Data:
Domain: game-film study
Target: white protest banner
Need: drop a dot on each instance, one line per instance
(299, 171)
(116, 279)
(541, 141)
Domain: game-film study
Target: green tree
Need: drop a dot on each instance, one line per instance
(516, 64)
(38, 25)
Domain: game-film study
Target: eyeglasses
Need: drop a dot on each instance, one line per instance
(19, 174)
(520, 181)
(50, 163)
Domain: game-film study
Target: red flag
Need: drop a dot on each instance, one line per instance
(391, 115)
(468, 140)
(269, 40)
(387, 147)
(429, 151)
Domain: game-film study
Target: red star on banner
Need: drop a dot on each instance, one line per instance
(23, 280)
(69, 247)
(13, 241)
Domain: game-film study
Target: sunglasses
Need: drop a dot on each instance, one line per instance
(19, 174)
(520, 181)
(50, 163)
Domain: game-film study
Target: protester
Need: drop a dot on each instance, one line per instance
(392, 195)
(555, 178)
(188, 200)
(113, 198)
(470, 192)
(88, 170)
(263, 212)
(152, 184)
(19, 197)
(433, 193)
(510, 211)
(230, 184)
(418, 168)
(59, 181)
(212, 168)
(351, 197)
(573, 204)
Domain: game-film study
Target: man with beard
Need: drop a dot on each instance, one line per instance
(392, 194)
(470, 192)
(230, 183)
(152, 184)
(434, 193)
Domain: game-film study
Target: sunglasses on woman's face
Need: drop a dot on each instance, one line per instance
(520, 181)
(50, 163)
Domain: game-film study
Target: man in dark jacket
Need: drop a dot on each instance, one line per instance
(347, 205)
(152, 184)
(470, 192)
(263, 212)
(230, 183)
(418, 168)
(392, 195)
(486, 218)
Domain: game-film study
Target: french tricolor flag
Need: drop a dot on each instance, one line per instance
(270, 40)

Requirements:
Return the entries above exactly as they appear.

Exercise result:
Domain: game-film study
Target: white protest banner
Need: drop a dot on each instance, one line per instance
(299, 171)
(116, 279)
(541, 141)
Domain: game-film study
Target: green tree
Need: drop a dot on each instance, one line per instance
(516, 64)
(38, 25)
Domain: game-film study
Target: eyeglasses
Need: drop a dot on each instance, one line per instance
(19, 174)
(520, 181)
(50, 163)
Domain: game-film study
Target: red flag
Need: drop a dot on each instance, one line per instance
(391, 115)
(468, 140)
(269, 40)
(387, 147)
(429, 151)
Domain: game-film study
Target: red star on banner
Need: drop a dot on each instance, one line per instance
(23, 280)
(69, 247)
(13, 241)
Domain: game-film study
Target: sunglasses
Need: drop a dot on each instance, one line per instance
(19, 174)
(520, 181)
(50, 163)
Domain: game-film study
Target: protester
Need: drop a dot on each instance, one line per instance
(392, 195)
(555, 178)
(188, 200)
(113, 198)
(470, 192)
(88, 170)
(263, 212)
(152, 184)
(19, 197)
(433, 193)
(510, 211)
(230, 184)
(418, 168)
(59, 181)
(212, 168)
(351, 197)
(573, 204)
Domain: game-film study
Target: man with beard
Need: drop a dot on each instance, one line per instance
(392, 194)
(470, 192)
(230, 183)
(152, 184)
(434, 193)
Domain: game-film study
Target: sunglasses on woman's face
Need: drop a dot on each instance, one line per instance
(520, 181)
(50, 163)
Domain: game-film study
Target: man in dark jacket
Need: drop a dot on each instance, one line per instance
(347, 205)
(152, 184)
(470, 192)
(263, 212)
(230, 183)
(418, 168)
(392, 195)
(486, 218)
Domain: game-film study
Target: french tricolor flag
Need: drop a dot on each instance, one line per instance
(270, 40)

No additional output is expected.